◆ **Task list**
1. In the passage on Helm's IndexFile, what two things uniquely identify an item in the collection, according to the Get() function signature?
2. Write out the stretch of the passage on Helm's IndexFile from "Why is this" through "be greatly simplified.", word for word.

───── Text to read

Metadata is a generated structure—part of the Tiller API—that represents an actual Helm Chart.yaml file.

Why is this important?  Because now you can see the concepts: an IndexFile is basically a collection of all the Chart.yamls conceptually held (usually in gzip archives) by a ChartRepository.  And a ChartRepository is really not much more than an IndexFile.  This whole structure can be greatly simplified.

The way I see it, the fact that this notional collection of Chart.yamls is a file is incidental, and hence IndexFile is a very poor name indeed.  Structurally, all it is is a collection of things.  We can also tell that because of the Get() function signature, an item in that collection is uniquely identified (or at least should be!) by a name and a version.  This means that this notional collection of Chart.yamls is a set (and not, say, a list, or some sort of other collection type that permits duplicates).

Next, we can tell from the Add() function that really what you’re doing with this function is creating a new ChartVersion structure and adding it.  That furthers our suspicion that really what we’re dealing with here is some sort of collection type of ChartVersions, and nothing else.

──────────
───── Excerpted records

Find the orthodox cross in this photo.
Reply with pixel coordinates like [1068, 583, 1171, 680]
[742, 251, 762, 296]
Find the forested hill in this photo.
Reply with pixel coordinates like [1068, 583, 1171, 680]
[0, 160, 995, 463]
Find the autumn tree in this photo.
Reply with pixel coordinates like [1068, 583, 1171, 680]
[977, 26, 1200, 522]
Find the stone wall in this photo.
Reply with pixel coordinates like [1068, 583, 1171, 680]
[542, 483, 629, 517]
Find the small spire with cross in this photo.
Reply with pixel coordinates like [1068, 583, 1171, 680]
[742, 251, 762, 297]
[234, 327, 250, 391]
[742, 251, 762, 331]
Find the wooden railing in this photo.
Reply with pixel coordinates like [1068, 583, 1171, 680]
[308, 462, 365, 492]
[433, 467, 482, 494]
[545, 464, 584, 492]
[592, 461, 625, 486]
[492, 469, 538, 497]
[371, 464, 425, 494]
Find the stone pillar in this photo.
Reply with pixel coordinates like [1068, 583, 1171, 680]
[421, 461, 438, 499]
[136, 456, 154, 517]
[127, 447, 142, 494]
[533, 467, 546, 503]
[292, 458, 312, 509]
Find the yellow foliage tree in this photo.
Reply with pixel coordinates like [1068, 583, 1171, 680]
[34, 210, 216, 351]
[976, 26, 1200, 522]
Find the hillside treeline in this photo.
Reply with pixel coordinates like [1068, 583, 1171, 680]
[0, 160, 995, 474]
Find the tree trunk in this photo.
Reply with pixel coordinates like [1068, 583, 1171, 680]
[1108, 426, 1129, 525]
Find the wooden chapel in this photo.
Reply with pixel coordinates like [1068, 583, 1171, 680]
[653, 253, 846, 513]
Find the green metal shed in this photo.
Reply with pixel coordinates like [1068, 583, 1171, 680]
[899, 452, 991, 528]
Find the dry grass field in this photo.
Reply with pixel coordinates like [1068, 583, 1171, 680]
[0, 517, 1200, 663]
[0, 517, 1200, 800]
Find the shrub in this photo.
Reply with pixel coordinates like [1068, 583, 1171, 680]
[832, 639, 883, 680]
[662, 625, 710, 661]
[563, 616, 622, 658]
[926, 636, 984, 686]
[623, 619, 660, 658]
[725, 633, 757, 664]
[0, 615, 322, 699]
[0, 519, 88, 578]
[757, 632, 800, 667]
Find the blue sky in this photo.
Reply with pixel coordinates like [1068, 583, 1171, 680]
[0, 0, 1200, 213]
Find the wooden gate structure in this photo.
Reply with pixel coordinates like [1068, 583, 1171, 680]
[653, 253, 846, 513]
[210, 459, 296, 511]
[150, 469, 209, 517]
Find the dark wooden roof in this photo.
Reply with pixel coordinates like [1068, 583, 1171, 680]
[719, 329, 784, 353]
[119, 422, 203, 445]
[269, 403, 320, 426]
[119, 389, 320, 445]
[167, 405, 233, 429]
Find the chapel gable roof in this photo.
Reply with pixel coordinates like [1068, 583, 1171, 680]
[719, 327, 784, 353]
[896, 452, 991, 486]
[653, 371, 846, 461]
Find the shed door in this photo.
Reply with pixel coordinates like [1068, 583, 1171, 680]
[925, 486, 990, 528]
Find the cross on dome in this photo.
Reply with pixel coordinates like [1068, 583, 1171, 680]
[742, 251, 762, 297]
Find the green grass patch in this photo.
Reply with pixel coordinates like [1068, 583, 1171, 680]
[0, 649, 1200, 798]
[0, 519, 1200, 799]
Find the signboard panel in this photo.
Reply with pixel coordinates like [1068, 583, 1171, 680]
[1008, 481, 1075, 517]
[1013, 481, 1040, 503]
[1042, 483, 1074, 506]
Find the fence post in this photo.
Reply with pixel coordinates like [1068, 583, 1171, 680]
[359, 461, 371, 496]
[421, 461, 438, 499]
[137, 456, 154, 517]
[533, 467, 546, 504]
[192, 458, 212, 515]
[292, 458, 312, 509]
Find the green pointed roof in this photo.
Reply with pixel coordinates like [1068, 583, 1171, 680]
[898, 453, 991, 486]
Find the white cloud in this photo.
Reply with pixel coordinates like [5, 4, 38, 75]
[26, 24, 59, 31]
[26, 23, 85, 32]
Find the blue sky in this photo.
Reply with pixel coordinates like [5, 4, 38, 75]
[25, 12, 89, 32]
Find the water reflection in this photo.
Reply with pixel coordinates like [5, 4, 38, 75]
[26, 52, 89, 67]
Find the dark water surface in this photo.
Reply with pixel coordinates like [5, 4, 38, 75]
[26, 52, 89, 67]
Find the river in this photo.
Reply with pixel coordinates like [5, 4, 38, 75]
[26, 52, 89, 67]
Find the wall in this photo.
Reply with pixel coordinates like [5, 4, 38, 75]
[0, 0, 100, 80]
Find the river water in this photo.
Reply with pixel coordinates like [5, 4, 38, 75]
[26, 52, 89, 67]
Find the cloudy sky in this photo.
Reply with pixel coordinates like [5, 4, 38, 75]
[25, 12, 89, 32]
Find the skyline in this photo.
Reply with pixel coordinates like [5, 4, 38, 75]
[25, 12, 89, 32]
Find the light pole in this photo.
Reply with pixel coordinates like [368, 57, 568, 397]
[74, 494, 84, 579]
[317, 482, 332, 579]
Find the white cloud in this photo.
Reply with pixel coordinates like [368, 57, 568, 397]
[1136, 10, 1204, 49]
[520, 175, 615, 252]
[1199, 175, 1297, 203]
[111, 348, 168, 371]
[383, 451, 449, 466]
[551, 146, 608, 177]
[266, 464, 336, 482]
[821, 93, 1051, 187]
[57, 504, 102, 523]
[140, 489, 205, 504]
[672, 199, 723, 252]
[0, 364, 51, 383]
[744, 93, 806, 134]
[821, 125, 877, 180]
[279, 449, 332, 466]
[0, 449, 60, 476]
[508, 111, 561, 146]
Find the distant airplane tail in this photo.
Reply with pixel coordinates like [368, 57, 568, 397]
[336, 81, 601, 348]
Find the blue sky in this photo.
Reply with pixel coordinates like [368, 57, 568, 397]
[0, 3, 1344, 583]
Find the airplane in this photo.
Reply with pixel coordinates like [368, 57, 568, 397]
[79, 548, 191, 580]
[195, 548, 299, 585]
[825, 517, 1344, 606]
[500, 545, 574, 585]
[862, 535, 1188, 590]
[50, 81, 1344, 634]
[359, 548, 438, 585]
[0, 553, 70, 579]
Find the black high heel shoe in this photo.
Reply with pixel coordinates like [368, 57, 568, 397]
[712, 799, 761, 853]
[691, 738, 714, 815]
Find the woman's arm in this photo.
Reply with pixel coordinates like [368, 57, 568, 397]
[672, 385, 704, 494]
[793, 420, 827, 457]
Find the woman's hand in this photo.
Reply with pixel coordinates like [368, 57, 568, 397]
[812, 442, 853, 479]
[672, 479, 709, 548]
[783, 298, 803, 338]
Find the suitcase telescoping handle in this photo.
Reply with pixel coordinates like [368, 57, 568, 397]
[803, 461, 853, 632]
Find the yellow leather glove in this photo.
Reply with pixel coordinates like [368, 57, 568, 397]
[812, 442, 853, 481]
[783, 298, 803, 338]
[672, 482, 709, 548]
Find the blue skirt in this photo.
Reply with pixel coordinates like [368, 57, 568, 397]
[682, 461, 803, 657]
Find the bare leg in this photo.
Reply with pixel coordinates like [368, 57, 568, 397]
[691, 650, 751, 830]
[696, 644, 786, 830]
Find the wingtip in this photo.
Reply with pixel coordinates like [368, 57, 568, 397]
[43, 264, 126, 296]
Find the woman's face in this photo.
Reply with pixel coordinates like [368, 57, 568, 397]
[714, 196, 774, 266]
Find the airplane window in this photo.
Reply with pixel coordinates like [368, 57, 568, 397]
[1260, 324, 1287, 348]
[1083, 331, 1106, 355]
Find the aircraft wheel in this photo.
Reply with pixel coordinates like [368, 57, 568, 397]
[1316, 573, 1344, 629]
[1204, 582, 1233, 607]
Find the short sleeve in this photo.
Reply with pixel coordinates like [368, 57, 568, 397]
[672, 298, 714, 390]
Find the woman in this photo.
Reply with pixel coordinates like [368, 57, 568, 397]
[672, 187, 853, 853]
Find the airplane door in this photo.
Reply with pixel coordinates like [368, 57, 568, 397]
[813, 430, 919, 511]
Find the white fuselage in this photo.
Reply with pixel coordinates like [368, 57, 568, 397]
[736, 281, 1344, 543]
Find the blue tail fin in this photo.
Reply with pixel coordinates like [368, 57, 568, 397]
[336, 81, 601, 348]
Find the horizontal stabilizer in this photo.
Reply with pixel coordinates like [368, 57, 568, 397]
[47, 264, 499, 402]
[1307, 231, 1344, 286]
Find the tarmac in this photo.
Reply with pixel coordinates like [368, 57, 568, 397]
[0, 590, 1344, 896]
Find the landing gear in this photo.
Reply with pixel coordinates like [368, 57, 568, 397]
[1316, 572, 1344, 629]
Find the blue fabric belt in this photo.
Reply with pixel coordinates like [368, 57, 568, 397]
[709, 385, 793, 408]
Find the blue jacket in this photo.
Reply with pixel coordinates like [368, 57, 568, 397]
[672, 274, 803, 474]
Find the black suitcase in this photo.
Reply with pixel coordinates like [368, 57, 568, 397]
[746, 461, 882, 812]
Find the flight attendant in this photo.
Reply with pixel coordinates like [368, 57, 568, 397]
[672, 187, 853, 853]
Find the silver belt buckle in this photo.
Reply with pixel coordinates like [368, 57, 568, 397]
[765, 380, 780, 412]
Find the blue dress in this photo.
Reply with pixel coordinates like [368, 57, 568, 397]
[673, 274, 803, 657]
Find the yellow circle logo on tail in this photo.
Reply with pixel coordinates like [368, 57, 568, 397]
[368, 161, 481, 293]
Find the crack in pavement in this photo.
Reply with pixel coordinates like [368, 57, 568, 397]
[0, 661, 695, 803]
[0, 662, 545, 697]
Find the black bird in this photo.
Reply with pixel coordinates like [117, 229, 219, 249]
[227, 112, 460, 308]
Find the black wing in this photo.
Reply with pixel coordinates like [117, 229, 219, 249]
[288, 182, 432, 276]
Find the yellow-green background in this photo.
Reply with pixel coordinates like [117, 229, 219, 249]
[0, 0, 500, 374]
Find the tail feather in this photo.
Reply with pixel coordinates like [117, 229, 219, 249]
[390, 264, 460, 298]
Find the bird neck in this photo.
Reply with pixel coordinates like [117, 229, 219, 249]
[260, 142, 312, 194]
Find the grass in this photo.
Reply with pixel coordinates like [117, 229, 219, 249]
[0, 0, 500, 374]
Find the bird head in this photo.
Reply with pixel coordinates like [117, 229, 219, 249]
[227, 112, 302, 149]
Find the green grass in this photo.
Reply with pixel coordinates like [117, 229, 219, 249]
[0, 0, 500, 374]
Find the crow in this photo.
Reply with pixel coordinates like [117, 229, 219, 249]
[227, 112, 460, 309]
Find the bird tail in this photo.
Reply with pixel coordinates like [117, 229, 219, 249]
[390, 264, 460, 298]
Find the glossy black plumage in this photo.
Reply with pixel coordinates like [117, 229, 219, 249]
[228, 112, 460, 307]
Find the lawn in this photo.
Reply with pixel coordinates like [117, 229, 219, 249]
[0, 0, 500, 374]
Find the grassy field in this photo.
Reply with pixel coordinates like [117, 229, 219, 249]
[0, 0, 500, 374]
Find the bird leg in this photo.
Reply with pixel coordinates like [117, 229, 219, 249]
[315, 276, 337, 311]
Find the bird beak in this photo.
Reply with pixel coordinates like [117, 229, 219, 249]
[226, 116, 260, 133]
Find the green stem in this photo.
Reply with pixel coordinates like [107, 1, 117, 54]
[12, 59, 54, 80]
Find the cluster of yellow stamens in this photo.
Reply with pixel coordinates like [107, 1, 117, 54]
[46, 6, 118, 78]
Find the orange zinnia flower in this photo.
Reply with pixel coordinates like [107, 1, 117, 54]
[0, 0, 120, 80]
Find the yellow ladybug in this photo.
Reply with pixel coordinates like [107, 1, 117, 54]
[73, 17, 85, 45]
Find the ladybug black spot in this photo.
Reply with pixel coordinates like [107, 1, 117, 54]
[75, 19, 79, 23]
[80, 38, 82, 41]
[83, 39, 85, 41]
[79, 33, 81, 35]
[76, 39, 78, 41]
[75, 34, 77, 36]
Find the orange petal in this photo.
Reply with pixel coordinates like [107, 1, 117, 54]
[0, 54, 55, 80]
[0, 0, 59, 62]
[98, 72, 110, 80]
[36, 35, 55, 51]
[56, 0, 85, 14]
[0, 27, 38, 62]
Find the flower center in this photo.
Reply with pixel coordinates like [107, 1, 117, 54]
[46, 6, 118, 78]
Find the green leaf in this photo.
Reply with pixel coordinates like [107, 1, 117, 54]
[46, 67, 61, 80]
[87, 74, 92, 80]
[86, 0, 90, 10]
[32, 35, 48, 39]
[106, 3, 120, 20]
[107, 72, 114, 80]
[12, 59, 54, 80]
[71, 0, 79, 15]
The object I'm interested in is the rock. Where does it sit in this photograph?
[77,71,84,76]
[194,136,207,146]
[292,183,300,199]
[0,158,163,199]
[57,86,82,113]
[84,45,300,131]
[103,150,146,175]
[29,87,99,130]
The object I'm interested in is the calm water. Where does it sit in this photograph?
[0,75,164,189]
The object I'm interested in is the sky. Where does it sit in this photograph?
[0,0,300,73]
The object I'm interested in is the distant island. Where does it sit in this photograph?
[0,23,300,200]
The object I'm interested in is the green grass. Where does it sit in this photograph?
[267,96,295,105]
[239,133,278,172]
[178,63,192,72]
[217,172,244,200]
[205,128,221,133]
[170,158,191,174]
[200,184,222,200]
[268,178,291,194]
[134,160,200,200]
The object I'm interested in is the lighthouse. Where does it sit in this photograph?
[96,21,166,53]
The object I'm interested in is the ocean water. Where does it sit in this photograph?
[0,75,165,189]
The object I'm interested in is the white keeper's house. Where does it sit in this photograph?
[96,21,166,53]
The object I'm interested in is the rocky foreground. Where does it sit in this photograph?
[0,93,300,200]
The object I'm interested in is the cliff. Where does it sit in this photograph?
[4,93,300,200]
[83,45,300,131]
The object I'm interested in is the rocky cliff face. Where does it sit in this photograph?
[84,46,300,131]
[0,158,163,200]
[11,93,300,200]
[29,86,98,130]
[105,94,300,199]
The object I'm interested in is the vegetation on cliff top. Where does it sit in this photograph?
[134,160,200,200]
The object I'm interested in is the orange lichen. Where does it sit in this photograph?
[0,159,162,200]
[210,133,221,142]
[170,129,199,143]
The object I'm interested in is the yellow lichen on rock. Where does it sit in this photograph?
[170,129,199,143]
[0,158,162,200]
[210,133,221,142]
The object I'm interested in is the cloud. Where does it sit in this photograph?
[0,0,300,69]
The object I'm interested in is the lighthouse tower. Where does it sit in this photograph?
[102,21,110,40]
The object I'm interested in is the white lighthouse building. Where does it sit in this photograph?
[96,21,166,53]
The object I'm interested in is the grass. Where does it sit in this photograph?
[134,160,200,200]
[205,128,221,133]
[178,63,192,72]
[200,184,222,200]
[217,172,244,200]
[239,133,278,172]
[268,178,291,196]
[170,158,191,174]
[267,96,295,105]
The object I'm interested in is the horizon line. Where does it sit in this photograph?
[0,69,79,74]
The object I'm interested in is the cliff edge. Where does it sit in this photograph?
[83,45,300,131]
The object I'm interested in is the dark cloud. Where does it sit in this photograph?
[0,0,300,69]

──────────

◆ **Complete answers**
1. A name and a version.

2.
Why is this important?  Because now you can see the concepts: an IndexFile is basically a collection of all the Chart.yamls conceptually held (usually in gzip archives) by a ChartRepository.  And a ChartRepository is really not much more than an IndexFile.  This whole structure can be greatly simplified.